Text under study =>
Ask Julian Assange if he feels as effective hanging around freely in the Ecuador Embassy.
revelette2
 
  2  
Reply Wed 18 Nov, 2015 02:30 pm
@bobsal u1553115,
A needless point since I already said there was no comparison. The point being knowing someone's location is not having control over that someone unless you have jurisdiction. In the end, it worked out fine as far as getting Bin Laden.
RABEL222
 
  1  
Reply Wed 18 Nov, 2015 07:51 pm
@revelette2,
They dont want to kill him. Just talk to him or jail him for looks.
0 Replies
 
Setanta
 
  0  
Reply Thu 19 Nov, 2015 02:49 am
@bobsal u1553115,
As Baldimo pointed out, providing a source,'the claim in The Guardian article was false, as the bombing did not start until October. Your figures for civilian deaths are wildly inaccurate, if you are claiming that the United States was responsible for those deaths. Your asshole buddies the Taliban killed most of the Afghan civilians in that war, terrorist-lover. From the Wikipedia article on deaths in the war:

Quote:
According to the United Nations, the Taliban were responsible for 76% of civilian casualties in Afghanistan in 2009, 75% in 2010 and 80% in 2011.

According to Human Rights Watch, the Taliban's bombings and other attacks which have led to civilian casualties "sharply escalated in 2006" when "at least 669 Afghan civilians were killed in at least 350 armed attacks, most of which appear to have been intentionally launched at non-combatants." By 2008, the Taliban had increased its use of suicide bombers and targeted unarmed civilian aid workers, such as Gayle Williams.

Task set =>
a. List the usernames of everyone who signed a post in the forum thread.
b. Resume the forum thread about civilian deaths in Afghanistan, picking up after its last sentence.
The rows play no part in what follows.

Given entries =>
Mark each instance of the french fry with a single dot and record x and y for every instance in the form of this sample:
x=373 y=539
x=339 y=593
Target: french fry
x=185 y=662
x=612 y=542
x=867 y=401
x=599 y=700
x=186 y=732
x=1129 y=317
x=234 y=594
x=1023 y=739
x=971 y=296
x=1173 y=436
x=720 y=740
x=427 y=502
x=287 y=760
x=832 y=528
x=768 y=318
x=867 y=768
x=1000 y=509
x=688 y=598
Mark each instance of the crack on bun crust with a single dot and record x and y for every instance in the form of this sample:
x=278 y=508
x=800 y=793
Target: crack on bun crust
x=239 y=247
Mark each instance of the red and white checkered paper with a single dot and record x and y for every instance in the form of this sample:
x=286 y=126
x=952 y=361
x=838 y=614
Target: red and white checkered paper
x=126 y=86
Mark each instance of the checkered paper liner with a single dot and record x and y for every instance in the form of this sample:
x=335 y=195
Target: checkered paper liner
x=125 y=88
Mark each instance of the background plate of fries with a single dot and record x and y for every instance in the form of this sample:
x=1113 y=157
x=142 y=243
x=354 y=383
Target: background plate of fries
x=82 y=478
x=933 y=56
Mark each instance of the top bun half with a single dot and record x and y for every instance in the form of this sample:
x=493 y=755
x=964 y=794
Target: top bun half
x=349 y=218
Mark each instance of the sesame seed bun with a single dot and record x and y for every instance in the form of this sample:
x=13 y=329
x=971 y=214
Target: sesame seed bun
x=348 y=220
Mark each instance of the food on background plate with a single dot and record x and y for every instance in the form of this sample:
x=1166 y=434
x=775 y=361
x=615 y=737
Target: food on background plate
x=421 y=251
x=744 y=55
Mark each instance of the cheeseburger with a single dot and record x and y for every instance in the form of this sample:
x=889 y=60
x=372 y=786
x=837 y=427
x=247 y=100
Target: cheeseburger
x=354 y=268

Solved tasks =>
a. revelette2, RABEL222, Setanta

b.
The United Nations reported that the number of civilians killed by both the Taliban and pro-government forces in the war rose nearly 50% between 2007 and 2009. The high number of civilians killed by the Taliban is blamed in part on their increasing use of improvised explosive devices (IEDs), "for instance, 16 IEDs have been planted in girls' schools" by the Taliban.


You don't give a rat's ass about how many Afghans were killed, the only thing motivating you is your obsessive hatred of Bush. That's why you attempt to vilify me with wild, hysterical accusations--anyone who doesn't hate Bush the way you do is a limb of Satan in your book.

You don't know ****, and you don't attempt to find things out, because you think that you already have all the answers, in fact, the one answer, Bush is evil incarnate. Anyone who doesn't agree with you is also evil. What a f*cking idiot.

That remark about temper is hilarious, coming from you. Are you familiar with the term irony?
Setanta
 
  2  
Reply Thu 19 Nov, 2015 02:54 am
@revelette2,
revelette2 wrote:
We should have stayed there and got the job done rather than sidetracking to Iraq but that is another issue.


I could not agree more. The stumblebum way in which the war was conducted after 2003 was a direct result of the change in focus from Afghanistan to Iraq.
0 Replies
 
Setanta
 
  2  
Reply Thu 19 Nov, 2015 04:12 am
From the Watson Institute at Brown University:

Quote:
About 92,000 people have been killed in the Afghanistan war since 2001. More than 26,000 of those killed have been civilians. Nearly 100,000 people have been injured since 2001.


It's difficult to get exact figures because so many organizations had Bob's attitude, and were just looking for substantiation of Bush's war crimes. For example, Human Rights Watch only began tallying civilian deaths from insurgent (largely Taliban) attacks in 2006, when the figures became too large to ignore. Note that the figure of 92,000 includes NATO personnel, Afghan security forces and Taliban and other insurgents, as well as civilians. But fewer than 27,000 civilian deaths, and increasingly, those were caused by the Taliban.

I guess when Bob gets to angry and hysterical, he just makes sh*t up.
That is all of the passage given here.